## YOUR ASSIGNMENT
Report how many lines below contain the word "shawl". Give only the number.

(Point-per-instance localization data)
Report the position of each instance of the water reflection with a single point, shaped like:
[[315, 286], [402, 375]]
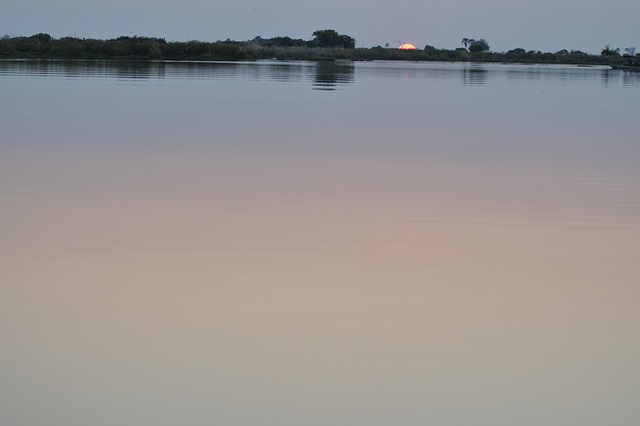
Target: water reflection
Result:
[[326, 75], [181, 241], [330, 75], [474, 76]]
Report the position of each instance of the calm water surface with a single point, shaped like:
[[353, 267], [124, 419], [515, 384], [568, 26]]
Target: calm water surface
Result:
[[325, 244]]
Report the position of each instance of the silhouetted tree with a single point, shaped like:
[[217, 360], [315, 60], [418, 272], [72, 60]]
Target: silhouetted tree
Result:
[[479, 46], [331, 38], [607, 51]]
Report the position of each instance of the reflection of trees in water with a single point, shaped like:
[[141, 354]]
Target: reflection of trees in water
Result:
[[331, 74], [474, 76]]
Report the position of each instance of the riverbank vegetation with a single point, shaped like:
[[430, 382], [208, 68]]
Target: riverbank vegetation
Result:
[[326, 45]]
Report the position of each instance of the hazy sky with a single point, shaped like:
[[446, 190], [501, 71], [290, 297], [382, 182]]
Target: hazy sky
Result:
[[546, 25]]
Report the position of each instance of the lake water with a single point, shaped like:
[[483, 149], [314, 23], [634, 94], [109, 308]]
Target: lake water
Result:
[[290, 243]]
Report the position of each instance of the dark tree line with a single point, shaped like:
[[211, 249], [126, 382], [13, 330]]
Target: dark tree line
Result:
[[325, 45]]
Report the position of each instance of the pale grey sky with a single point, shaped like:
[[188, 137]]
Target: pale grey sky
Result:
[[546, 25]]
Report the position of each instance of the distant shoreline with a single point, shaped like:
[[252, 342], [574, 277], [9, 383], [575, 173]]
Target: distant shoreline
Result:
[[42, 46]]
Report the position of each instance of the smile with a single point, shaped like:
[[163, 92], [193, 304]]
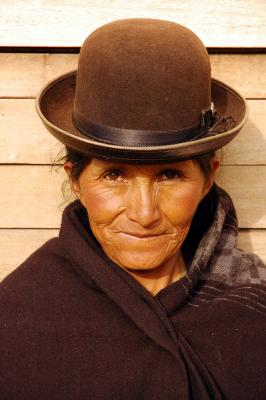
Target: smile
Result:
[[141, 235]]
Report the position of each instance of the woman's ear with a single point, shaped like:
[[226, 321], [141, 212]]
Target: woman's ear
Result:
[[75, 187], [214, 164]]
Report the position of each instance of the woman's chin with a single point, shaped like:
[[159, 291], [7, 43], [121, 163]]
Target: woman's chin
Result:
[[140, 262]]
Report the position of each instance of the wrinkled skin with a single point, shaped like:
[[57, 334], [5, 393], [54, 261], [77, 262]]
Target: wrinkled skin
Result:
[[141, 214]]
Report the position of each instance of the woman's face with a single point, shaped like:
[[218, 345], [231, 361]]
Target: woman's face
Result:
[[141, 214]]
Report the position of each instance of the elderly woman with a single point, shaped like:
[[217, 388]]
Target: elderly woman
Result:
[[144, 295]]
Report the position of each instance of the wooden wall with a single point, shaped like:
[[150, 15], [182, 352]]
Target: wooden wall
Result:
[[37, 40]]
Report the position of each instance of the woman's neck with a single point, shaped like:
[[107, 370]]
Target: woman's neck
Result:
[[157, 279]]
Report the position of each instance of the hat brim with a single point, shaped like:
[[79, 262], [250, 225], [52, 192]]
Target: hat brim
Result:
[[55, 104]]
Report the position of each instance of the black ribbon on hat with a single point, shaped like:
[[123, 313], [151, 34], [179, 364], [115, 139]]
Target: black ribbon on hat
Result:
[[141, 138]]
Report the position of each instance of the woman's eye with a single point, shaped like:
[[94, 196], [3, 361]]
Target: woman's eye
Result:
[[170, 174], [113, 175]]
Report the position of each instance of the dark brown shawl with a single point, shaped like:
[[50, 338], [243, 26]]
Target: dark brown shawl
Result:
[[76, 326]]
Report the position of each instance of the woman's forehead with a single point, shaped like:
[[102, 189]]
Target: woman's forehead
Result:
[[98, 165], [107, 164]]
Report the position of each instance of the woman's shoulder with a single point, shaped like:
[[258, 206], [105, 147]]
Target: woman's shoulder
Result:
[[40, 269]]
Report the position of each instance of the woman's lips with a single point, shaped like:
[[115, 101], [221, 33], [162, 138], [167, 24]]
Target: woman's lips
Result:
[[142, 235]]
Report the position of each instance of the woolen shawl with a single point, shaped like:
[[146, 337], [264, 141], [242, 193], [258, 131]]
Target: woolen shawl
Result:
[[76, 326]]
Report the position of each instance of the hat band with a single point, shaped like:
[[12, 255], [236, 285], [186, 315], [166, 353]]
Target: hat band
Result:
[[141, 138]]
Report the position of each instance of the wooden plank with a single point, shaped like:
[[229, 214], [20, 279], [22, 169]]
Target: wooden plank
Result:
[[253, 240], [23, 138], [24, 74], [30, 196], [228, 23], [17, 244]]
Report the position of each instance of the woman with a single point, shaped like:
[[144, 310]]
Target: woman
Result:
[[144, 295]]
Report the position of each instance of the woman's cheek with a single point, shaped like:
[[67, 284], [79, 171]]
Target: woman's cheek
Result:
[[102, 204], [180, 206]]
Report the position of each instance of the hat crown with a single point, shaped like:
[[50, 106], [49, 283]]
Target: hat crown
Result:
[[143, 74]]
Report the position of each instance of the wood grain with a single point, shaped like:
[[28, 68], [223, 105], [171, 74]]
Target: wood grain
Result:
[[17, 244], [24, 74], [30, 196], [230, 23], [23, 138]]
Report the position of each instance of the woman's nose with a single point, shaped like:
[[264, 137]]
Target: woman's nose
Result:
[[143, 205]]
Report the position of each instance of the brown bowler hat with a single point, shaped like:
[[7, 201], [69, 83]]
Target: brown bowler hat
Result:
[[142, 92]]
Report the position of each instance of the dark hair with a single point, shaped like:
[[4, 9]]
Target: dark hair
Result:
[[80, 161]]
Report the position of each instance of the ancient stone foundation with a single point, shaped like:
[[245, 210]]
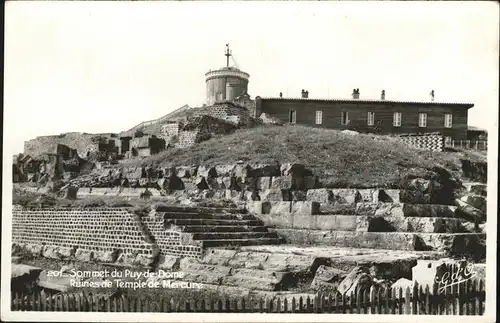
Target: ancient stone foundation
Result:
[[103, 234]]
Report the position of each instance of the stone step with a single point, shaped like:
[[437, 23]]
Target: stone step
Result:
[[460, 244], [233, 235], [406, 210], [196, 215], [241, 277], [198, 209], [367, 223], [240, 242], [207, 222], [223, 228]]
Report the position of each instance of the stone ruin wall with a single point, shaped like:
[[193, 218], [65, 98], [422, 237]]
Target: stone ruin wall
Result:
[[228, 112], [101, 232], [82, 142]]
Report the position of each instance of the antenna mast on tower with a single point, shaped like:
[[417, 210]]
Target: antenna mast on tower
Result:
[[227, 54]]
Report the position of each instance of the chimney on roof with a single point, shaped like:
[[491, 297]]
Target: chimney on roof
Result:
[[355, 94]]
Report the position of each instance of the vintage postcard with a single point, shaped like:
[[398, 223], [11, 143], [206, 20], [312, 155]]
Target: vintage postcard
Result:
[[250, 161]]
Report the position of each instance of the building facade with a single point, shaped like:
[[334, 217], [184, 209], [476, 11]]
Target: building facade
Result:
[[374, 116]]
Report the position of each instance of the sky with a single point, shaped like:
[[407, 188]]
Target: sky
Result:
[[106, 66]]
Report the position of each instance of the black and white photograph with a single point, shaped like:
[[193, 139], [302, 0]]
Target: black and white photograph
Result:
[[250, 161]]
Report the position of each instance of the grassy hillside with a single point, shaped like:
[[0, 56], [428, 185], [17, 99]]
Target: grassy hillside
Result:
[[341, 160]]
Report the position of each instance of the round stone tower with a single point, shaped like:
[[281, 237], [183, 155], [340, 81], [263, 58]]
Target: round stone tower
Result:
[[226, 83]]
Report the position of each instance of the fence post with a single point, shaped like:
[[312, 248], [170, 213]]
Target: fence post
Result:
[[366, 296], [407, 309], [416, 299], [308, 305], [482, 297], [474, 295]]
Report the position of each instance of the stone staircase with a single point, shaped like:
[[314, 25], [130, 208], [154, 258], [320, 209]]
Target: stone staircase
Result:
[[218, 226], [233, 270]]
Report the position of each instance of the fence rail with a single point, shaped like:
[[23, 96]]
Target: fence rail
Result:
[[466, 298], [467, 144]]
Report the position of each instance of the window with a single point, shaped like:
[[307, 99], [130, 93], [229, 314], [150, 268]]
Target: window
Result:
[[344, 118], [396, 121], [371, 118], [448, 121], [292, 116], [422, 120], [319, 117]]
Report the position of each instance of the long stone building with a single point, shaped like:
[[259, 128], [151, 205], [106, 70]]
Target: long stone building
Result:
[[379, 116]]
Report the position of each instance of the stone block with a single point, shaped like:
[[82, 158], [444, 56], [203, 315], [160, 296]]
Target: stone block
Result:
[[264, 183], [234, 195], [220, 257], [285, 262], [358, 277], [84, 255], [282, 182], [248, 260], [105, 256], [51, 252], [213, 183], [278, 220], [469, 212], [225, 170], [280, 207], [298, 195], [201, 183], [402, 284], [66, 252], [35, 249], [144, 260], [254, 207], [327, 278], [275, 195], [289, 169], [369, 195], [242, 170], [478, 189], [389, 196], [304, 207], [207, 171], [265, 170], [183, 172], [346, 196], [20, 270], [477, 201]]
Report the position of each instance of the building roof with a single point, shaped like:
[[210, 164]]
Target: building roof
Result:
[[474, 128], [365, 101]]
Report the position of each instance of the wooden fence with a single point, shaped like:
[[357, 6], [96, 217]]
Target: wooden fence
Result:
[[466, 298], [467, 144]]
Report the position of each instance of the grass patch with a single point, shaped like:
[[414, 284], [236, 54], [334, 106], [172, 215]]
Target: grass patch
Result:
[[339, 159]]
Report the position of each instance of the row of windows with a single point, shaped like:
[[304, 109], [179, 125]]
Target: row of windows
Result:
[[396, 119]]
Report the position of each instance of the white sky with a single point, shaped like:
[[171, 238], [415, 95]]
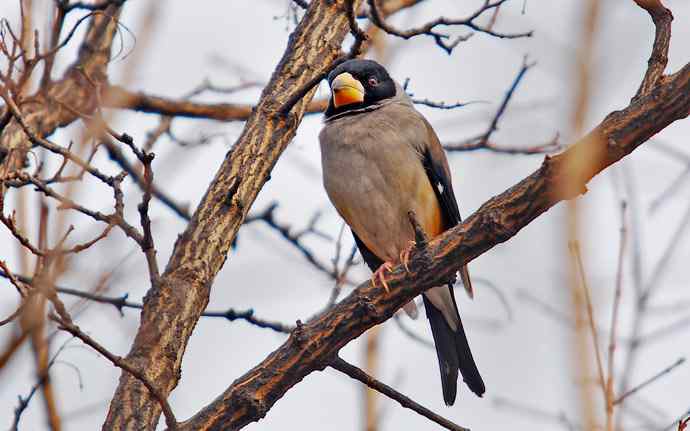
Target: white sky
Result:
[[527, 360]]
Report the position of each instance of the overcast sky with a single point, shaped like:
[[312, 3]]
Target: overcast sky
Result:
[[526, 359]]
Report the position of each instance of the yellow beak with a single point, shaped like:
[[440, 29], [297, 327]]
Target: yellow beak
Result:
[[346, 90]]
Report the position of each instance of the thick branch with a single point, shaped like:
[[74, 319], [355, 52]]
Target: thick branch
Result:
[[318, 341], [173, 306]]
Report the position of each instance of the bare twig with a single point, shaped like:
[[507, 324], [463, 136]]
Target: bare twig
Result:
[[357, 374], [441, 38], [650, 380]]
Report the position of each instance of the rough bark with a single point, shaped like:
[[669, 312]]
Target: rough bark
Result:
[[174, 304]]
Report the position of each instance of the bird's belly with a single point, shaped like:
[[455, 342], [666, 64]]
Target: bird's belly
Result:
[[375, 195]]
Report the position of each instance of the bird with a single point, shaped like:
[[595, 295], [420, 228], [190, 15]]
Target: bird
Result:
[[381, 159]]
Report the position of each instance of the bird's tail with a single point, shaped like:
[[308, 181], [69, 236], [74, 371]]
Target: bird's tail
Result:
[[454, 355], [466, 282]]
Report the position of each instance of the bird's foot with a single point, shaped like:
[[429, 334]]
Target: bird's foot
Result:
[[380, 275], [405, 256]]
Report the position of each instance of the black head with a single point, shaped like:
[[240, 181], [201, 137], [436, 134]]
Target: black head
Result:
[[357, 84]]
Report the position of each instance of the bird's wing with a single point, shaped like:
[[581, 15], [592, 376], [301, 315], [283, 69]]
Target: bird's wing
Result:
[[436, 166]]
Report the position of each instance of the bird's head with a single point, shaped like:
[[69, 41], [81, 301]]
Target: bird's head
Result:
[[357, 84]]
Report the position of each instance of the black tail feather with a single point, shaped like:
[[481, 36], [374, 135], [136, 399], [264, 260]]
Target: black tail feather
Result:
[[454, 354]]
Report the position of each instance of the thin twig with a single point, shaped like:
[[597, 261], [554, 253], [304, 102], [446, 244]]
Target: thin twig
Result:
[[650, 380], [357, 374]]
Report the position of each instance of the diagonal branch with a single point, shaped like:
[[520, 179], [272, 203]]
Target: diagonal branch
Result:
[[317, 342]]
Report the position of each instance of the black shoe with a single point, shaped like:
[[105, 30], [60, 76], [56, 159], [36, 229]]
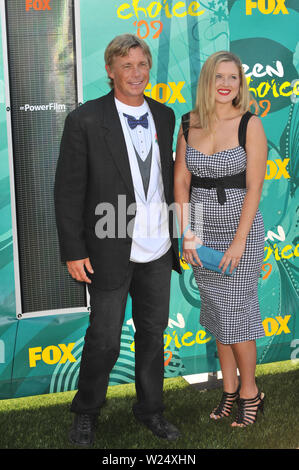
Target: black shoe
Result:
[[83, 430], [160, 427]]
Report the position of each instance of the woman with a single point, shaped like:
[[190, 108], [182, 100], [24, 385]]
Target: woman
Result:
[[223, 139]]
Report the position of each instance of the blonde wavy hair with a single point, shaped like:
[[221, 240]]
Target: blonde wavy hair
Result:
[[121, 45], [204, 109]]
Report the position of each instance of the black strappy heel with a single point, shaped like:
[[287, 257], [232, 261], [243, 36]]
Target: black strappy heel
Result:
[[226, 404], [248, 409]]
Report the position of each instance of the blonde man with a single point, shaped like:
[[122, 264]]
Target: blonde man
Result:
[[119, 148]]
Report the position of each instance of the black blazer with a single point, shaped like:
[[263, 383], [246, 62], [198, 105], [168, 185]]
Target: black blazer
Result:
[[93, 167]]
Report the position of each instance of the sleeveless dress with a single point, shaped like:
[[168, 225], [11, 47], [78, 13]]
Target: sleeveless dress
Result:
[[229, 304]]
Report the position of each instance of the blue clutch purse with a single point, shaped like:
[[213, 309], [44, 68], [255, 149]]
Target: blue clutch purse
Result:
[[211, 258]]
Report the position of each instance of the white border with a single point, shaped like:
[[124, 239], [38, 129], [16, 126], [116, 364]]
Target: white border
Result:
[[11, 163]]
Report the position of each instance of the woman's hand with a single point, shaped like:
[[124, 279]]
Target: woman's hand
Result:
[[190, 255], [233, 255]]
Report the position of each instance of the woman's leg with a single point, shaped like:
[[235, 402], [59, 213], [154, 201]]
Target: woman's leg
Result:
[[245, 357]]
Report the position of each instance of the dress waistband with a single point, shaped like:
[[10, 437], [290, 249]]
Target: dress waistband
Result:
[[231, 181]]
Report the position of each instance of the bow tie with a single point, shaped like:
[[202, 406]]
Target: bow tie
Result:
[[142, 121]]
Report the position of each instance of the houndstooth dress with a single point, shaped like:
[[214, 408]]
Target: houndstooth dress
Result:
[[229, 304]]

## RESPONSE TO THIS EXERCISE
4